Pointing records
"""

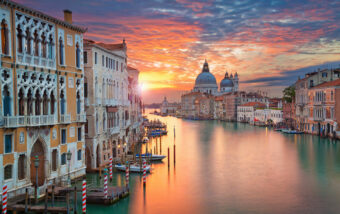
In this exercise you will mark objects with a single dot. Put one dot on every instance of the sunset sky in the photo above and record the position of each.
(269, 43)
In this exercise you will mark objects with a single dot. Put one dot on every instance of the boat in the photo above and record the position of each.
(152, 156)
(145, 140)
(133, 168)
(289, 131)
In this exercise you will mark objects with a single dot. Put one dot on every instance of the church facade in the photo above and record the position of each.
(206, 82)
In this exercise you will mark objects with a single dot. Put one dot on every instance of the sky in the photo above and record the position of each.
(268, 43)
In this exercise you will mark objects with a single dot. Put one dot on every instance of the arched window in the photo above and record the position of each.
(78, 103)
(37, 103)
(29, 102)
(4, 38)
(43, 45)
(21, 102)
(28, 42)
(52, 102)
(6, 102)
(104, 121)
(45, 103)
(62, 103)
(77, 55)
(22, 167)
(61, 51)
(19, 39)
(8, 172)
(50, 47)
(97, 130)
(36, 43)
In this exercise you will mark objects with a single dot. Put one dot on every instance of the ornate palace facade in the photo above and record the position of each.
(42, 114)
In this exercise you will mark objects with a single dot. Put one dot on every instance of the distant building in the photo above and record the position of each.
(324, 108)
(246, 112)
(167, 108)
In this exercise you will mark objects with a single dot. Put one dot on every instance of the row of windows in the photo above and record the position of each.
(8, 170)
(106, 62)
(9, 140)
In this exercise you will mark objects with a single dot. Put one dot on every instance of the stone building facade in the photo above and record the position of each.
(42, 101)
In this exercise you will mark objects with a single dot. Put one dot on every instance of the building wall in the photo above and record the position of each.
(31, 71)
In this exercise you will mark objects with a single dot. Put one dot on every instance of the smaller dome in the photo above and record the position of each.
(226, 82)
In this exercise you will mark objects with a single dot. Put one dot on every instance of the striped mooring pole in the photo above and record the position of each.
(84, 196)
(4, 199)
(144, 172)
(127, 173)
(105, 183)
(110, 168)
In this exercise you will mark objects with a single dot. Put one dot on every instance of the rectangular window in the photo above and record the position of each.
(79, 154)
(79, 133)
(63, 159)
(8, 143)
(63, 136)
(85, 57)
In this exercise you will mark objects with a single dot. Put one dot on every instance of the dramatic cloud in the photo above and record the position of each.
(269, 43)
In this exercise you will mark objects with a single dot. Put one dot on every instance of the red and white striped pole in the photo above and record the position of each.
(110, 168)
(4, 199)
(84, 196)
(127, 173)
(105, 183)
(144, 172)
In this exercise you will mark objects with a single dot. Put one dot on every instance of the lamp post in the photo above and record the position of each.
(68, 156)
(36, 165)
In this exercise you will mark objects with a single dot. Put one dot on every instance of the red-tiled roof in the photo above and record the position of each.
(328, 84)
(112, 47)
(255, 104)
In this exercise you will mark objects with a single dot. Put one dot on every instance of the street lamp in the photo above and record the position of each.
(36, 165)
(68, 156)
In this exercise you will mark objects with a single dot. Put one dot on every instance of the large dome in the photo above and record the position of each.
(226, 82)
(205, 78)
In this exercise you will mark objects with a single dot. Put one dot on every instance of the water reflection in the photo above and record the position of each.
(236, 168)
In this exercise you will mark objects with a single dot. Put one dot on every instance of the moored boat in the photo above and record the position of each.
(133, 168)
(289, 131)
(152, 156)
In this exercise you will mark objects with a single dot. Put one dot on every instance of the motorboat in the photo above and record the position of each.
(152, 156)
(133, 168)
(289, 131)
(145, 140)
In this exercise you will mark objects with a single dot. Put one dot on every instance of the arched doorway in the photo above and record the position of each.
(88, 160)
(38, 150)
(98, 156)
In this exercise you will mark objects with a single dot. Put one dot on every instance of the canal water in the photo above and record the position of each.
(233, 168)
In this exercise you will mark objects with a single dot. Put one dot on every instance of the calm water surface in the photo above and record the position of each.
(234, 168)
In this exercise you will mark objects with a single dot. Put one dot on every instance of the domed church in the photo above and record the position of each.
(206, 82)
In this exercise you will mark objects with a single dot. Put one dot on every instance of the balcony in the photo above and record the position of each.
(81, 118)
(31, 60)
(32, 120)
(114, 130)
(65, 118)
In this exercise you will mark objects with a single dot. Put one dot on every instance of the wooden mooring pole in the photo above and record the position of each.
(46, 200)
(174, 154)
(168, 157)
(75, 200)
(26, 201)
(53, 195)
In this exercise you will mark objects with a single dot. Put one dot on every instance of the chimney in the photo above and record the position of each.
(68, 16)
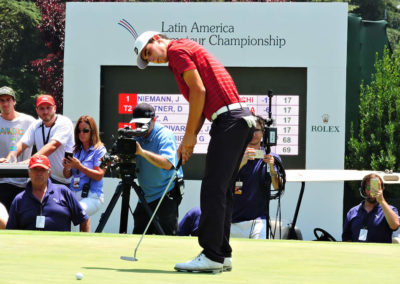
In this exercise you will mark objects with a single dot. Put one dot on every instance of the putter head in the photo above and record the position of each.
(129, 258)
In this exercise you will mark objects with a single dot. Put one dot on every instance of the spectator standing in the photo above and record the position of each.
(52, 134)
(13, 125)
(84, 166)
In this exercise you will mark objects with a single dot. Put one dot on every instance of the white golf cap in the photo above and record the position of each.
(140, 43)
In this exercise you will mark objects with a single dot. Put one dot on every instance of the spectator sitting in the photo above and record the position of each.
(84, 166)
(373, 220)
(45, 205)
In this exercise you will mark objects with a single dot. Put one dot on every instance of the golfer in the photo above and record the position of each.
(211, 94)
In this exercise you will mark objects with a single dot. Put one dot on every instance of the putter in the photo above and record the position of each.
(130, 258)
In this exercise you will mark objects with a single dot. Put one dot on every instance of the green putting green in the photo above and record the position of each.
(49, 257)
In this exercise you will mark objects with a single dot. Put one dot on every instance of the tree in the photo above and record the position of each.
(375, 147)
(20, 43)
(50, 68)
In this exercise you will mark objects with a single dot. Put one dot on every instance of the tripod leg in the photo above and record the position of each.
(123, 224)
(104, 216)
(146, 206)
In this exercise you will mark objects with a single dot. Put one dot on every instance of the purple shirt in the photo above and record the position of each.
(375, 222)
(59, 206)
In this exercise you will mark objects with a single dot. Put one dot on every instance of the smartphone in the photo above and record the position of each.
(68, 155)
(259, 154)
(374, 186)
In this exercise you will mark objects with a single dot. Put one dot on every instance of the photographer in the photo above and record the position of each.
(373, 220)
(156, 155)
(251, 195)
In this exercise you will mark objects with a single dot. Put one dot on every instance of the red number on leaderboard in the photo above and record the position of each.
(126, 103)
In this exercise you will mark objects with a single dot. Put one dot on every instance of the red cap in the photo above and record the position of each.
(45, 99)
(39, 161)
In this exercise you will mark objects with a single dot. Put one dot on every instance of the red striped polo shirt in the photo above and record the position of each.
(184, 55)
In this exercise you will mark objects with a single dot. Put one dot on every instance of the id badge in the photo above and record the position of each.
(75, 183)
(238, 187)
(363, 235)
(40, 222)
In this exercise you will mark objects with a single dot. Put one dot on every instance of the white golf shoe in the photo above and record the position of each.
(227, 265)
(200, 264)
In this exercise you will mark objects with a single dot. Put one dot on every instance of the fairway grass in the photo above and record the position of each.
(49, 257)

"""
"""

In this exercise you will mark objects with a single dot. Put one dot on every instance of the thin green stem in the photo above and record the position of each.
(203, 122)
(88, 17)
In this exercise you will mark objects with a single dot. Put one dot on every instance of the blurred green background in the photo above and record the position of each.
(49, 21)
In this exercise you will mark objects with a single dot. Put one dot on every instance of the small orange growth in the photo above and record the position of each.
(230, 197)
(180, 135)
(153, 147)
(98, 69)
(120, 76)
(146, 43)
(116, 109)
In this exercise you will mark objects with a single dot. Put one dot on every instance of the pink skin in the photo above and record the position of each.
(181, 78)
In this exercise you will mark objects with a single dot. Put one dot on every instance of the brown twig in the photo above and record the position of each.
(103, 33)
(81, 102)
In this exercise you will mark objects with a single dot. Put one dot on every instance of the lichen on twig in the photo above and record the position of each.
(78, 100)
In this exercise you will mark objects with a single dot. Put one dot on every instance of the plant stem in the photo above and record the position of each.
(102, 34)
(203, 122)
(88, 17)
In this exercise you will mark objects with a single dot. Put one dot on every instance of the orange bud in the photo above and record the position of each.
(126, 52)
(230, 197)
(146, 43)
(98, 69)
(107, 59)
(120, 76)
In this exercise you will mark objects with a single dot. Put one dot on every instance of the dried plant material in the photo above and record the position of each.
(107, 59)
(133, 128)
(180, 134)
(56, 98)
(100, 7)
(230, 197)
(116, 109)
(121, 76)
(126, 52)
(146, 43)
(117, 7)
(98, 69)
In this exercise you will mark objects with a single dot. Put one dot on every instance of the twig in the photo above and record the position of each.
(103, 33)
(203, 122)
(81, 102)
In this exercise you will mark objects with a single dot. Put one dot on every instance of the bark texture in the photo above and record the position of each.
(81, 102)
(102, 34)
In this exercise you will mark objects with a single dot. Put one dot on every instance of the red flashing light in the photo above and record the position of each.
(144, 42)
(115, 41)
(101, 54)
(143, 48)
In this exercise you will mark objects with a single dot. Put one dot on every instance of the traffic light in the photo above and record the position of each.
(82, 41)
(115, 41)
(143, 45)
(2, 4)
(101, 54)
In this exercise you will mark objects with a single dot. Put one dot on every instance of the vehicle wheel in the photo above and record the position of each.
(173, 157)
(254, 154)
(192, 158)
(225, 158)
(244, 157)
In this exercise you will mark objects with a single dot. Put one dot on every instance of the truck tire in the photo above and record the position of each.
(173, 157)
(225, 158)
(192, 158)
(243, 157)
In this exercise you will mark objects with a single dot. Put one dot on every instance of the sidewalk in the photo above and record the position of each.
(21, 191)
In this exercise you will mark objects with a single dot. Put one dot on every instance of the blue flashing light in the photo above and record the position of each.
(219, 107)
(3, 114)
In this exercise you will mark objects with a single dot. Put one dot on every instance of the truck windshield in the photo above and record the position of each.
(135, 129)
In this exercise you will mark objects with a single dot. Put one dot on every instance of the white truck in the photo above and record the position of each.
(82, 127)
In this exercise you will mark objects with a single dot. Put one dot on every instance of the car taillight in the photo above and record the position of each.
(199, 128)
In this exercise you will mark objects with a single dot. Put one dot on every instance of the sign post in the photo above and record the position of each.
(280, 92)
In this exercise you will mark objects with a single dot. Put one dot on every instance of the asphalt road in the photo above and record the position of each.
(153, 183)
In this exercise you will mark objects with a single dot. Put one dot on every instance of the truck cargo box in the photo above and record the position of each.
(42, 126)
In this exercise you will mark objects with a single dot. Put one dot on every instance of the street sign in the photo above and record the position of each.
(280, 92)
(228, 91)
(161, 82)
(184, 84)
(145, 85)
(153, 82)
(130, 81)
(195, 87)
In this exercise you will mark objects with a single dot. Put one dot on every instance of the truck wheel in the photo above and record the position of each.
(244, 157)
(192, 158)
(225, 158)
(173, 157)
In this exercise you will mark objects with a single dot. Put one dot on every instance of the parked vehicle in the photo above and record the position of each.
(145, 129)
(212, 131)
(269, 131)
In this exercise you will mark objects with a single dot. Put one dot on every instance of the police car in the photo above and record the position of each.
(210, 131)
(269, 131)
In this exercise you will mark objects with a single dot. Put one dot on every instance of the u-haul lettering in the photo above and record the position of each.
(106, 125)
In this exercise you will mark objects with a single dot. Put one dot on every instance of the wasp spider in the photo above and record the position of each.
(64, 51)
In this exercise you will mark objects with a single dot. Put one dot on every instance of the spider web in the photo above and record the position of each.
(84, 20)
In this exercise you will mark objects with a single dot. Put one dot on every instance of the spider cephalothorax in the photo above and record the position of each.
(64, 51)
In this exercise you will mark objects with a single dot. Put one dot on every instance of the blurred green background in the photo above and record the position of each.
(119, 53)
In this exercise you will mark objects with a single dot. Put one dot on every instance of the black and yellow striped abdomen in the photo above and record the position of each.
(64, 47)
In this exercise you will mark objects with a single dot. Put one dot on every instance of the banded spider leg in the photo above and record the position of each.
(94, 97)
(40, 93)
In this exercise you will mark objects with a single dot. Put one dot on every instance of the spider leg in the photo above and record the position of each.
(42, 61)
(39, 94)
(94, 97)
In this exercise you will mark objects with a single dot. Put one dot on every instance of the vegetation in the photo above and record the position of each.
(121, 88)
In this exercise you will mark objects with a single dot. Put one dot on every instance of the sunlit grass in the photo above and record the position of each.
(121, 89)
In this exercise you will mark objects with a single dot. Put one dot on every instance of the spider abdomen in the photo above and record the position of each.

"""
"""

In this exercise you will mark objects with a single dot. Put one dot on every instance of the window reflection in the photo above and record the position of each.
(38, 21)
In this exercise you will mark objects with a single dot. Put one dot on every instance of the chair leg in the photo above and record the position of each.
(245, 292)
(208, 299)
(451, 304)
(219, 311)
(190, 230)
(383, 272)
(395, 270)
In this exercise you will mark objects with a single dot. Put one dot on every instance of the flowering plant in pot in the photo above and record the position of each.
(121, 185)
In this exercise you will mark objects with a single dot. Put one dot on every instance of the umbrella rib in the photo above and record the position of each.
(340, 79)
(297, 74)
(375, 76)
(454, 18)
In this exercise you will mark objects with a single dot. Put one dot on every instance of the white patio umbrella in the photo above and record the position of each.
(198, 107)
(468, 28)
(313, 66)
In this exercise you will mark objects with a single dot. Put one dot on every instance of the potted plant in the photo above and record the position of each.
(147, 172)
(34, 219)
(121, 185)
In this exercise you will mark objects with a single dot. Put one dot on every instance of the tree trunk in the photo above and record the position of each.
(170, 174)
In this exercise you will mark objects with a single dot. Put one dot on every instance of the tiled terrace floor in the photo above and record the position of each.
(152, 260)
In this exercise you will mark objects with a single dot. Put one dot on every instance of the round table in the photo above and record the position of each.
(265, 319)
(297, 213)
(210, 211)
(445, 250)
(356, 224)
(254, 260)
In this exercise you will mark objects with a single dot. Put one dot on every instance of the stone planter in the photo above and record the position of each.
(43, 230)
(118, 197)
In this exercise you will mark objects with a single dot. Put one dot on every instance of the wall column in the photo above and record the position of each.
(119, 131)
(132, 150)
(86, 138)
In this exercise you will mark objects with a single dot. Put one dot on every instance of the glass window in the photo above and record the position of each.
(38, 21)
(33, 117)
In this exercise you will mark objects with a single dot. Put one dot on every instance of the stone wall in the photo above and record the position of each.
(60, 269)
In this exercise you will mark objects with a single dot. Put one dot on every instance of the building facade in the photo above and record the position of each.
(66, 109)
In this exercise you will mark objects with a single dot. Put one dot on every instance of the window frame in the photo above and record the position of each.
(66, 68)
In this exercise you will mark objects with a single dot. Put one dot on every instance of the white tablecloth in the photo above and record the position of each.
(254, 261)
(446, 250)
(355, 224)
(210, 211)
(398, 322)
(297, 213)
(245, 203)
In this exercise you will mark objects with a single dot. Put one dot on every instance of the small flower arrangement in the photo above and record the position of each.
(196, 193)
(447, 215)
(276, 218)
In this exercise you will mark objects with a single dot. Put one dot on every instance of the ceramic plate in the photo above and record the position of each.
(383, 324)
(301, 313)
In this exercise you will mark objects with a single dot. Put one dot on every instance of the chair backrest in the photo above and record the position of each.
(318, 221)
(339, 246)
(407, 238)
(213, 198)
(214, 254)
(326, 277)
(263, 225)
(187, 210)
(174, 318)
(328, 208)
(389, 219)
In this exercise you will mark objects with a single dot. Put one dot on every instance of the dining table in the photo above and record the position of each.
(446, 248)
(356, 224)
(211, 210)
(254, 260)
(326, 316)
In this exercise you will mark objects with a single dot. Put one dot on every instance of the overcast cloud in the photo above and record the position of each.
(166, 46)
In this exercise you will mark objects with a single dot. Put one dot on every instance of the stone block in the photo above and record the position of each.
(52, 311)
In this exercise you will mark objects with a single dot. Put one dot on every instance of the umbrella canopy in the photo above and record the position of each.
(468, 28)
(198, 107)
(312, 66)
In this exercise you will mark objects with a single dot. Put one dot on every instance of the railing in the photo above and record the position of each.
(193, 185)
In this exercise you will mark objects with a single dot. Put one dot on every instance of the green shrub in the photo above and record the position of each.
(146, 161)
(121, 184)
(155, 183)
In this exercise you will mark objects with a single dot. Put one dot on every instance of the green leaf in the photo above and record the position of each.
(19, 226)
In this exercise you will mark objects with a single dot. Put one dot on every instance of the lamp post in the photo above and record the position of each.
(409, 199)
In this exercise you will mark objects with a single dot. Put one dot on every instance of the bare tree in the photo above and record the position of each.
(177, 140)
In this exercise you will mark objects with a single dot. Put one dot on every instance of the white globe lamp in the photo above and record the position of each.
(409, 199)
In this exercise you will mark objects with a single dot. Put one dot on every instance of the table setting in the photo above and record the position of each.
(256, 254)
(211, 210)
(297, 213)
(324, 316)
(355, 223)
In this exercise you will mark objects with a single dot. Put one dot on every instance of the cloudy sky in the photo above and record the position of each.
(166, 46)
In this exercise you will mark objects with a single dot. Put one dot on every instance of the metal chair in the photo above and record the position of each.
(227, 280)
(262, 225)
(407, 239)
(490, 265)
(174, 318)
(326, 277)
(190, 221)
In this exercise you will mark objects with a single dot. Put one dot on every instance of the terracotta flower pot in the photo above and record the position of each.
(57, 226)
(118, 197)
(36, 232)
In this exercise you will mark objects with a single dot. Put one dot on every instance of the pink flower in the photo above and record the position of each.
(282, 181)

"""

PROBLEM: State how many lines of the items above contain the string "sign", with case counting, and reply with the number alone.

REPLY: 2